DATA RECORDS Start Marker

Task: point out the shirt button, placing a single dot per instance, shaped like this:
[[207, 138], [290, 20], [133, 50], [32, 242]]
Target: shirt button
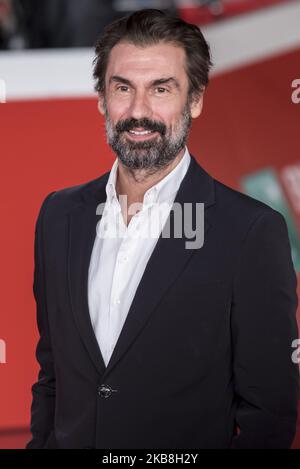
[[105, 391]]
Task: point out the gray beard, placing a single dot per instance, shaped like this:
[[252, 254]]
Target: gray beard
[[150, 155]]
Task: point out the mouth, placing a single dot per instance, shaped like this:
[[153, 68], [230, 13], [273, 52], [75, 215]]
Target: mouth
[[140, 134]]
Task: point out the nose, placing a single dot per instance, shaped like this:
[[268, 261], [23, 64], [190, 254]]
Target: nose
[[140, 106]]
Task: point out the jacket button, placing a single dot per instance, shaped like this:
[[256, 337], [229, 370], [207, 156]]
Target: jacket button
[[105, 391]]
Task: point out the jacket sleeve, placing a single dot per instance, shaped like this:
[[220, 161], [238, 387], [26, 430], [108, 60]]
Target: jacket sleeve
[[43, 391], [263, 326]]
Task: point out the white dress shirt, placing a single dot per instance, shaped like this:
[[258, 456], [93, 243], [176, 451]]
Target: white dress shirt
[[120, 253]]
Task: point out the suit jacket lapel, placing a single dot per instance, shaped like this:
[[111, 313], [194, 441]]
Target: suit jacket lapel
[[82, 232]]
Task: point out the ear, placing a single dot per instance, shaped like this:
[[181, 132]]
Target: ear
[[101, 108], [197, 105]]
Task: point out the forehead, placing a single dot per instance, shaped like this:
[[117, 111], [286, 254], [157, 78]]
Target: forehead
[[131, 61]]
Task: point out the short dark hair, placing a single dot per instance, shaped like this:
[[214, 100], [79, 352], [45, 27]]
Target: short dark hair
[[148, 27]]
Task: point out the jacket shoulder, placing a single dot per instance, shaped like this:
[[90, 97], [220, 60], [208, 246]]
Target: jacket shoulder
[[65, 199]]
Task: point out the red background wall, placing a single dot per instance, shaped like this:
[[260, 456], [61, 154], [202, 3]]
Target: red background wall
[[248, 123]]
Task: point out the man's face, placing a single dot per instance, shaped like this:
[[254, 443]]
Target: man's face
[[146, 107]]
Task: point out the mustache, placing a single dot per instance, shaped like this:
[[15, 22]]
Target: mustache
[[130, 124]]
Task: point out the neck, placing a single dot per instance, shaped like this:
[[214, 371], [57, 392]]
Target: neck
[[134, 183]]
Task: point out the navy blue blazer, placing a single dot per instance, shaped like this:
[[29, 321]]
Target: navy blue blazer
[[204, 357]]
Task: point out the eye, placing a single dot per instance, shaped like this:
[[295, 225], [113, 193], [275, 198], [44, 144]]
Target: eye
[[121, 87], [162, 89]]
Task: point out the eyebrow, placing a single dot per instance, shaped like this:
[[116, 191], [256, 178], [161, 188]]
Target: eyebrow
[[159, 81]]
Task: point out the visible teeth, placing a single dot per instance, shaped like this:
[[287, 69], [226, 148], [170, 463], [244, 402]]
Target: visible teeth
[[144, 132]]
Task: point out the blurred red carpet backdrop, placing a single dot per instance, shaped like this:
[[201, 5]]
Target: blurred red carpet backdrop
[[249, 125]]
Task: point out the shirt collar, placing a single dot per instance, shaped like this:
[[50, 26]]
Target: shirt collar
[[163, 191]]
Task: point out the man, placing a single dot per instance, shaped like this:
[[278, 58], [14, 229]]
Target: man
[[146, 341]]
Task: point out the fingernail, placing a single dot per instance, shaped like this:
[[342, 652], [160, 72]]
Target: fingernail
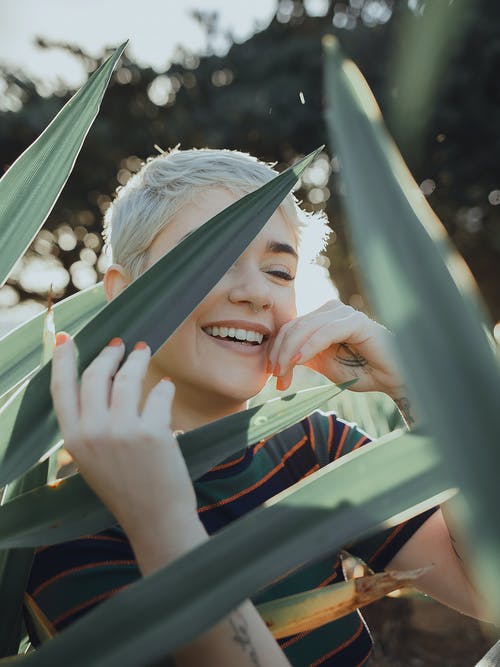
[[61, 338]]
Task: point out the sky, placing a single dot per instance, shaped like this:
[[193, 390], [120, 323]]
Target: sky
[[154, 28]]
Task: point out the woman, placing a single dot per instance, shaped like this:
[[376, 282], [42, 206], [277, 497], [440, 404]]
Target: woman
[[119, 423]]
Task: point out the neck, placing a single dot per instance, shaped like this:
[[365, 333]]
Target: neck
[[192, 406]]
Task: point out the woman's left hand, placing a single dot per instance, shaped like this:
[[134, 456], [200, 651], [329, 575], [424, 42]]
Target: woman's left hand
[[342, 344]]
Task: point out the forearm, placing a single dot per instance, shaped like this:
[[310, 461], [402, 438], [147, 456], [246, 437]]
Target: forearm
[[241, 638]]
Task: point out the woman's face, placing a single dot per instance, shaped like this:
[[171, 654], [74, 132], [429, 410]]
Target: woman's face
[[252, 301]]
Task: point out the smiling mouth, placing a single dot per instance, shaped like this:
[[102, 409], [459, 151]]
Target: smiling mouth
[[242, 336]]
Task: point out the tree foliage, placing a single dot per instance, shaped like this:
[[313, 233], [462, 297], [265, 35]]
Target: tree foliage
[[265, 96]]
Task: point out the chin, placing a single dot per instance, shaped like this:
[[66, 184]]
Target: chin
[[240, 391]]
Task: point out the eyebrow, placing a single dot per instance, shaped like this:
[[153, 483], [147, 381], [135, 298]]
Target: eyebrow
[[277, 247]]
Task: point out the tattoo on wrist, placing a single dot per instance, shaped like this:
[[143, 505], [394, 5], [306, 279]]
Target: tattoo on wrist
[[242, 638], [350, 358], [404, 407]]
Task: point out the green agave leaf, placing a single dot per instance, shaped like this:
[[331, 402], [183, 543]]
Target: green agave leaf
[[423, 50], [406, 260], [15, 567], [315, 517], [21, 349], [69, 508], [30, 188], [150, 309]]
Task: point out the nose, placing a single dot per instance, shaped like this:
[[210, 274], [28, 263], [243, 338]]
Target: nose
[[250, 288]]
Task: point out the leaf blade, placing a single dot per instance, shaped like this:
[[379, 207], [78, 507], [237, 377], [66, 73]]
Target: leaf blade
[[31, 186]]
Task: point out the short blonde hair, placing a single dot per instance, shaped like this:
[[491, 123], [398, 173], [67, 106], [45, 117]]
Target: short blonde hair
[[167, 182]]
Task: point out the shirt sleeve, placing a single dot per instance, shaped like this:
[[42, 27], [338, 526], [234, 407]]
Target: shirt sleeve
[[68, 580], [331, 438]]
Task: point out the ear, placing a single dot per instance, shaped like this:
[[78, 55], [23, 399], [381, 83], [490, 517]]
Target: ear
[[115, 281]]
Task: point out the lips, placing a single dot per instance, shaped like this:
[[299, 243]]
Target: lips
[[247, 325]]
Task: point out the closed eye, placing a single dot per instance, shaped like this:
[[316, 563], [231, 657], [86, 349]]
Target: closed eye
[[284, 275]]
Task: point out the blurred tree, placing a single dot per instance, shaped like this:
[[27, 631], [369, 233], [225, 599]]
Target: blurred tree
[[265, 96]]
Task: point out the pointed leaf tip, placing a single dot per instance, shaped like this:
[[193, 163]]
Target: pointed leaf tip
[[301, 166]]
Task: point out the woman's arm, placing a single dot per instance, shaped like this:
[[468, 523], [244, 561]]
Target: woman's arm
[[342, 344], [133, 463]]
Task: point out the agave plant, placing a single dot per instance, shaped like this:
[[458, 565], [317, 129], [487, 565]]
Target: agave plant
[[317, 516]]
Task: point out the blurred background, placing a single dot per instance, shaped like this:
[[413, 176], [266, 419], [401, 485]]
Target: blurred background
[[248, 76]]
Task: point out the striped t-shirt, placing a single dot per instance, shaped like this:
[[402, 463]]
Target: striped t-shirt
[[68, 580]]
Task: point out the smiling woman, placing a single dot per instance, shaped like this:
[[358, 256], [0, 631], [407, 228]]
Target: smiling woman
[[119, 423]]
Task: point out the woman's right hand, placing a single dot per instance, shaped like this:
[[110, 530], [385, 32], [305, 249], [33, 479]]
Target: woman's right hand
[[130, 459]]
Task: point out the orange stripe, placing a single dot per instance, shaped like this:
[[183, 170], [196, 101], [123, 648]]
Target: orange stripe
[[259, 445], [261, 481], [221, 466], [339, 648], [312, 436], [330, 433], [80, 568], [310, 472], [360, 442], [341, 443], [389, 539], [87, 603]]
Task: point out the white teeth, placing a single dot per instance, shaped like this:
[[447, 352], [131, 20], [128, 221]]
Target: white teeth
[[239, 334]]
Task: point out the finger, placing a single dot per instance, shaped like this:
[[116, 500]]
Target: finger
[[126, 391], [342, 331], [96, 382], [284, 382], [157, 412], [64, 387], [290, 351]]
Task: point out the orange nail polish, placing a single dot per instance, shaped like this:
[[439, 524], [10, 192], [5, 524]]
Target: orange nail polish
[[61, 338], [115, 342]]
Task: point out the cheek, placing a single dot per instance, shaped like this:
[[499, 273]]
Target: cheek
[[286, 310]]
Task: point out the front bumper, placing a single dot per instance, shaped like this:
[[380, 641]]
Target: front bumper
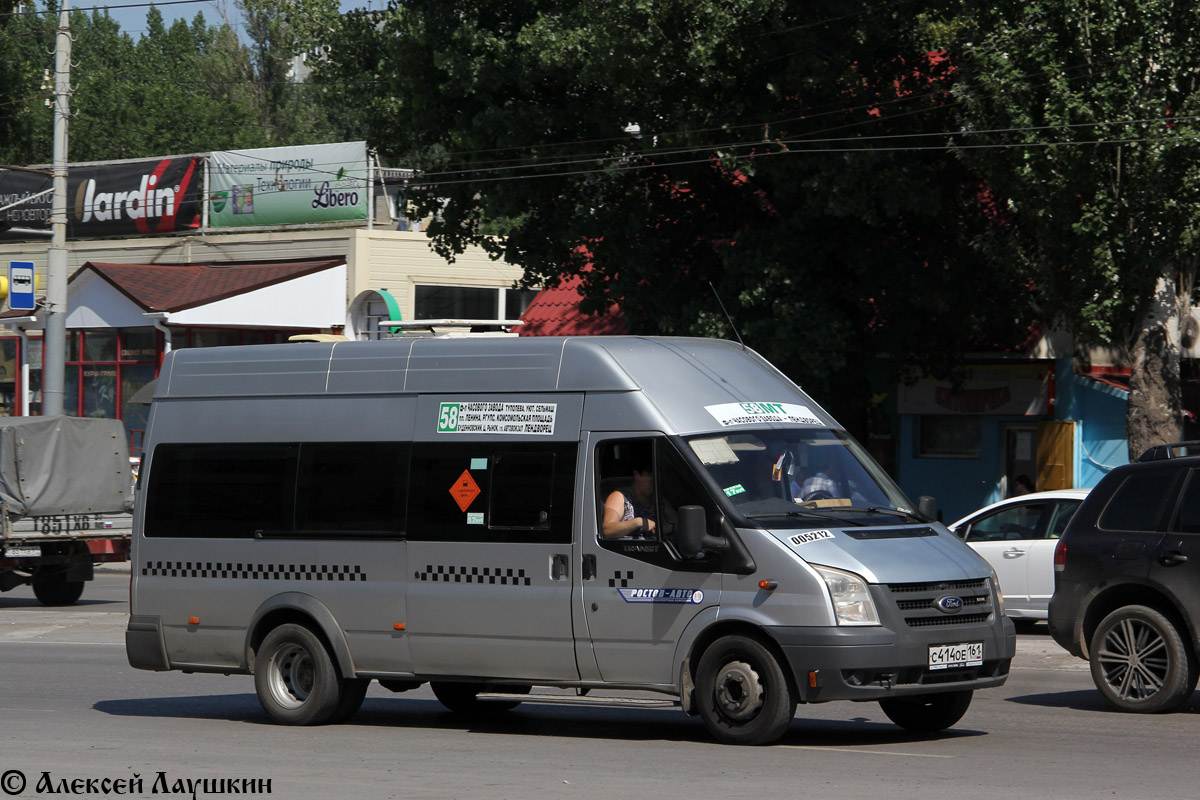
[[892, 660]]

DATA RECORDS End Marker

--- WORK TASK ---
Each line from the first line of the data above through the one containing "[[254, 443]]" must be set down exactly; the pictures must not be.

--- EXERCISE RESULT ---
Task: point out the shirt button, placing a single dot per instance, shaped like this:
[[207, 138], [290, 20], [133, 50], [32, 242]]
Target: shirt button
[[105, 391]]
Task: point out the gray beard, placing a single dot per instance, shaped like this:
[[252, 254]]
Target: gray beard
[[150, 155]]
Task: point out the mouth, placing a single dot per instance, shaped like this:
[[153, 68], [230, 13], [273, 52], [75, 215]]
Target: mouth
[[140, 134]]
Task: point out the nose, placing a single dot per instance, shaped like this:
[[268, 261], [23, 64], [190, 254]]
Target: nose
[[140, 106]]
Task: point out the jacket button, placing a single dot per instance, shaped like this:
[[256, 337], [229, 370], [207, 156]]
Target: jacket button
[[105, 391]]
Task: point out the jacket sleeve, placing a single dot per instance, shaped like this:
[[220, 161], [238, 387], [26, 430], [108, 60]]
Target: jacket sleeve
[[43, 391], [263, 326]]
Task: point out the white dress shirt, placing a single dot per instance, shaped like this:
[[258, 456], [93, 243], [176, 451]]
Target: white dress shirt
[[120, 253]]
Task: point out the suit jacket lapel, placing a single dot per instance, shaped like this:
[[111, 313], [194, 441]]
Target: suit jacket lapel
[[82, 232]]
Task: point out the ear, placing a single dot per instance, shaped like this:
[[181, 132]]
Target: ear
[[101, 108], [197, 105]]
Task: point out the forehead, placing a single dot per instance, shaped like this:
[[117, 111], [286, 254], [157, 78]]
Target: forehead
[[131, 61]]
Task: point out the short dark hair, placing a single dot per instance, shaped like this:
[[214, 100], [79, 352], [45, 27]]
Target: short dark hair
[[148, 27]]
Task: point out the jacket shoulder, placing a single dot per instance, shaped like this:
[[90, 97], [220, 60], [208, 246]]
Target: jacket shoulder
[[65, 199]]
Task: point out the red background wall, placing a single dot per instance, shaped like this:
[[260, 456], [61, 154], [202, 3]]
Target: red background wall
[[248, 123]]
Task: point out the man's face, placing a single dot per instance, shaped like this:
[[254, 443]]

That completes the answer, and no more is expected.